= WHAT YOU ARE ASKED TO DO =
Copy all records precisely, apart from the pictures.

START SOURCE DATA

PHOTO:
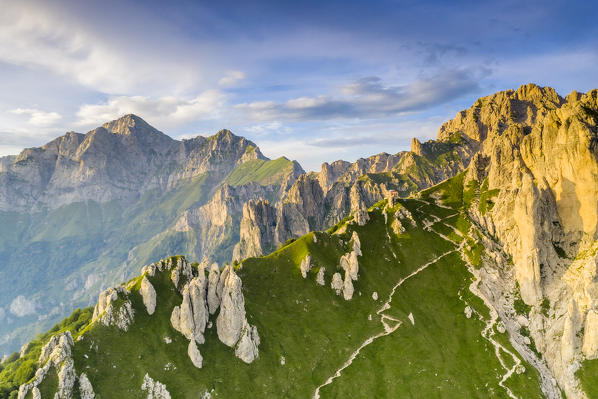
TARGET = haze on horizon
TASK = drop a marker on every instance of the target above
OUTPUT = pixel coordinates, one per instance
(315, 81)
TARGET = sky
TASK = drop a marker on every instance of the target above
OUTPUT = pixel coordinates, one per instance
(314, 81)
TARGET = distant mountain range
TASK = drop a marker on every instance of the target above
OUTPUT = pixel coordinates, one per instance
(465, 267)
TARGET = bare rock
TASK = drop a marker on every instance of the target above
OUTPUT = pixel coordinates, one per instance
(348, 286)
(305, 266)
(148, 293)
(247, 347)
(468, 312)
(194, 354)
(231, 318)
(590, 338)
(192, 316)
(362, 217)
(154, 389)
(85, 388)
(109, 313)
(175, 318)
(213, 295)
(337, 283)
(356, 243)
(320, 276)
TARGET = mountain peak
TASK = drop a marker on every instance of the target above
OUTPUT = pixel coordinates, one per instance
(128, 124)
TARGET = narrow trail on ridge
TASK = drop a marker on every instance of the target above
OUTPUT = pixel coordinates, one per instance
(388, 327)
(391, 324)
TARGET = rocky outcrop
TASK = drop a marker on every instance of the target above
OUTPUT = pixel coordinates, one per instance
(191, 318)
(112, 311)
(119, 160)
(148, 293)
(337, 283)
(232, 309)
(85, 388)
(348, 286)
(537, 175)
(213, 294)
(194, 354)
(361, 217)
(247, 347)
(232, 326)
(305, 266)
(320, 276)
(154, 389)
(257, 230)
(56, 353)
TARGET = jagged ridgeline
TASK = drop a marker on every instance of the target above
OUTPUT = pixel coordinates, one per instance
(385, 303)
(484, 285)
(86, 211)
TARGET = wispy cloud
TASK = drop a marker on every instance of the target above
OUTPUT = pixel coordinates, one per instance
(369, 98)
(169, 111)
(38, 117)
(231, 78)
(33, 36)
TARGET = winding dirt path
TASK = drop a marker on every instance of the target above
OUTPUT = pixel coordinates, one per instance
(394, 324)
(388, 328)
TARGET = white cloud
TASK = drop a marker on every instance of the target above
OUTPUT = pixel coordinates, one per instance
(168, 111)
(368, 98)
(231, 78)
(33, 35)
(21, 306)
(37, 117)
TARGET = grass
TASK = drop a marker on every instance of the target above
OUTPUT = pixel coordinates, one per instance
(587, 376)
(316, 330)
(17, 371)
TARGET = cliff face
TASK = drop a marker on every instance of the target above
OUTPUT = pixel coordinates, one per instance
(316, 201)
(89, 209)
(538, 168)
(118, 161)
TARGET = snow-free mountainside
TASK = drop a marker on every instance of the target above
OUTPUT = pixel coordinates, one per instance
(463, 268)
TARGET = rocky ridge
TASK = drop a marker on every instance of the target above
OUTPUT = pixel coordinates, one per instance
(536, 175)
(316, 201)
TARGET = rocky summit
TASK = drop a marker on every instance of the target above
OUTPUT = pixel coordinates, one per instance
(464, 268)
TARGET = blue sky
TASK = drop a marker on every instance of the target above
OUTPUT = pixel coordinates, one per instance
(312, 80)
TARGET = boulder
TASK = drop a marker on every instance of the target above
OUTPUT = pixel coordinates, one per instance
(590, 338)
(305, 266)
(320, 276)
(194, 354)
(247, 347)
(85, 388)
(154, 389)
(348, 286)
(213, 297)
(337, 283)
(148, 293)
(231, 318)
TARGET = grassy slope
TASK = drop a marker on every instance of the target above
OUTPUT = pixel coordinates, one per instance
(260, 171)
(588, 375)
(316, 331)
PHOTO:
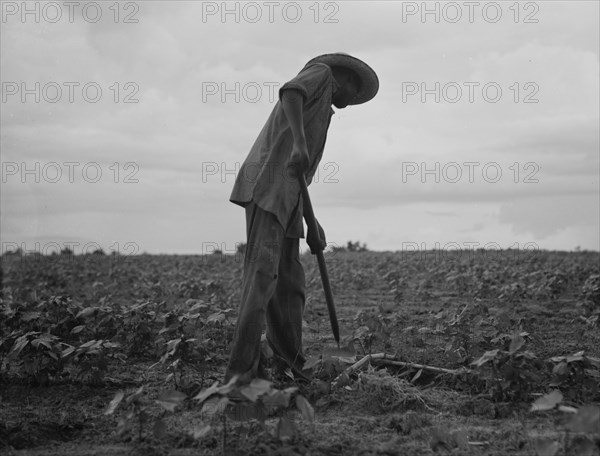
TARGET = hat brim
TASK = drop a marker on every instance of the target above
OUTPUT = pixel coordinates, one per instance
(369, 80)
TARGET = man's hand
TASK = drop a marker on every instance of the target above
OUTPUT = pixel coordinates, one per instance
(298, 163)
(316, 243)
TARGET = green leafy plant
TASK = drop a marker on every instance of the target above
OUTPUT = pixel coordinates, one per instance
(510, 374)
(581, 433)
(255, 401)
(577, 374)
(40, 355)
(136, 413)
(92, 359)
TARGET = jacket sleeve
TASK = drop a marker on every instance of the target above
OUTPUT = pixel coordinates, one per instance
(311, 82)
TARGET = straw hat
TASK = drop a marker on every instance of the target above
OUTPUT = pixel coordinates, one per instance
(368, 78)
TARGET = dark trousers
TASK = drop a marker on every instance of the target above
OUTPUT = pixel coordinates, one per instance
(272, 291)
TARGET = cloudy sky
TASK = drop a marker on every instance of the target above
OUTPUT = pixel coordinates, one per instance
(123, 125)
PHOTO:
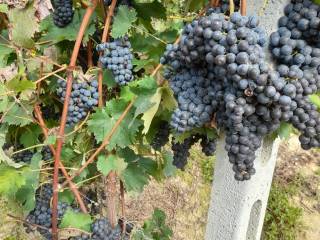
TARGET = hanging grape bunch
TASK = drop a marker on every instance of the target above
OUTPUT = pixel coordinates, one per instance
(84, 97)
(63, 12)
(117, 57)
(219, 68)
(101, 230)
(41, 214)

END SOURCE DATA

= SOLUTION TO THIS PROBLEM =
PHOTO:
TARGET = haze on horizon
TASK = drop a marker on every instance of the target above
OUTPUT = pixel coordinates, one per instance
(315, 81)
TARGET = sky
TASK = drop a marker on every instance of the target above
OUTPUT = pixel coordinates, one per instance
(314, 81)
TARGET = distant mountain range
TASK = drop a marker on every instance of the target above
OUTPUT = pixel coordinates, one per instance
(465, 267)
TARGET = bare rock
TASK = drop a marker on every instance of the target above
OUTPUT = pixel coordinates, one per instance
(348, 286)
(305, 266)
(148, 293)
(247, 347)
(468, 312)
(194, 354)
(231, 318)
(590, 338)
(192, 316)
(362, 217)
(154, 389)
(85, 388)
(109, 313)
(175, 318)
(213, 295)
(337, 283)
(356, 243)
(320, 276)
TARGET = mountain peak
TASK = drop a marker on every instance of the target above
OUTPUT = pixel coordinates, one per instance
(128, 124)
TARGET = narrow trail on ridge
TASK = drop a marker on every instance of the target above
OUTPUT = pixel coordinates, one per instance
(388, 327)
(391, 324)
TARGET = rocky outcrop
TASK = drop a marker on every instance of the target above
OUTPUT = pixel coordinates, one per instance
(191, 318)
(112, 311)
(119, 160)
(148, 293)
(337, 283)
(232, 309)
(85, 388)
(348, 286)
(537, 175)
(213, 294)
(194, 354)
(361, 217)
(247, 347)
(232, 326)
(305, 266)
(320, 276)
(154, 389)
(257, 230)
(56, 353)
TARGET = jagged ridgeline
TASK = drop a marker on every instance of the target above
OUTPUT = pixel coordinates, one per instance
(385, 303)
(484, 285)
(86, 211)
TARGET = wispy cloud
TASK = drop a marker on every instance of the target above
OUTPUT = pixel coordinates, one per instance
(369, 98)
(169, 111)
(38, 117)
(231, 78)
(33, 36)
TARGET = winding dirt path
TASK = drop a marker on every instance of the target above
OUTPUT = pixel coordinates, one per instance
(394, 324)
(388, 328)
TARGET = white cloud
TASK = drop a marker on every instance of the target above
OUTPUT = pixel coordinates, one per instance
(168, 111)
(368, 98)
(231, 78)
(33, 35)
(21, 306)
(37, 117)
TARGET = grass
TASK = drop a marker on every instance of the target above
OUTPUT = pixel coordinates, one per instance
(587, 376)
(316, 330)
(17, 371)
TARGET = cliff face
TASK = drop a marker on every instance of the target above
OUTPUT = pixel coordinates, one per instance
(316, 201)
(89, 209)
(538, 168)
(118, 161)
TARGET = snow-free mountainside
TASK = drop a marker on every instance of the target above
OUTPUT = pixel coordinates, one per instance
(463, 268)
TARGET = rocky ridge
TASK = drop a marker on every instance of the target above
OUTPUT = pixel coordinates, one per instance
(536, 175)
(316, 201)
TARGET = rocky summit
TASK = drop a marker on every instance of the target above
OUTPUT = pixel coordinates, one per instance
(464, 268)
TARGET = blue sky
TASK = drop a marker on every instance of the target above
OUTPUT = pixel coordinates, one per instance
(312, 80)
TARGET = boulder
TASK = drop a marker on every instance of the target above
OUTPUT = pixel coordinates, one per instance
(590, 338)
(305, 266)
(320, 276)
(194, 354)
(247, 347)
(85, 388)
(154, 389)
(348, 286)
(213, 297)
(337, 283)
(148, 293)
(231, 318)
TARGET = grassy slope
TASK = drop a marker on every instance of the target above
OUTPUT = pixel coordinates, one per instance
(260, 171)
(588, 375)
(316, 331)
PHOTO:
TARGET = hat brim
TASK = drop a marker on every instance of the target above
OUTPUT = pixel coordinates, one per instance
(369, 80)
TARGET = man's hand
TASK = drop a marker on every instance of the target above
OUTPUT = pixel coordinates, one per instance
(298, 163)
(316, 243)
TARGET = green leafy plant
TASK = drop a marker on every instance of the target above
OUTPUT = pixel coordinates, one per instance
(510, 374)
(581, 433)
(255, 401)
(577, 374)
(40, 355)
(136, 413)
(92, 359)
TARGET = jacket sleeve
TASK = drop a marker on every instance of the target above
OUTPUT = pixel coordinates, one per instance
(311, 82)
TARGET = straw hat
TASK = drop a marker on every instance of the target above
OUTPUT = pixel coordinates, one per instance
(368, 78)
TARGET = dark trousers
TASK = drop a marker on every instance of the target above
OUTPUT = pixel coordinates, one per instance
(272, 291)
TARGET = cloudy sky
TASK = drop a marker on every instance of the target above
OUTPUT = pixel coordinates, one per instance
(123, 125)
PHOTO:
TARGET = hanging grape bunch
TASK = drop a marker on every instance of the target above
OUTPUT = pixel coordinates, one per instance
(84, 97)
(63, 12)
(117, 57)
(219, 68)
(101, 230)
(41, 214)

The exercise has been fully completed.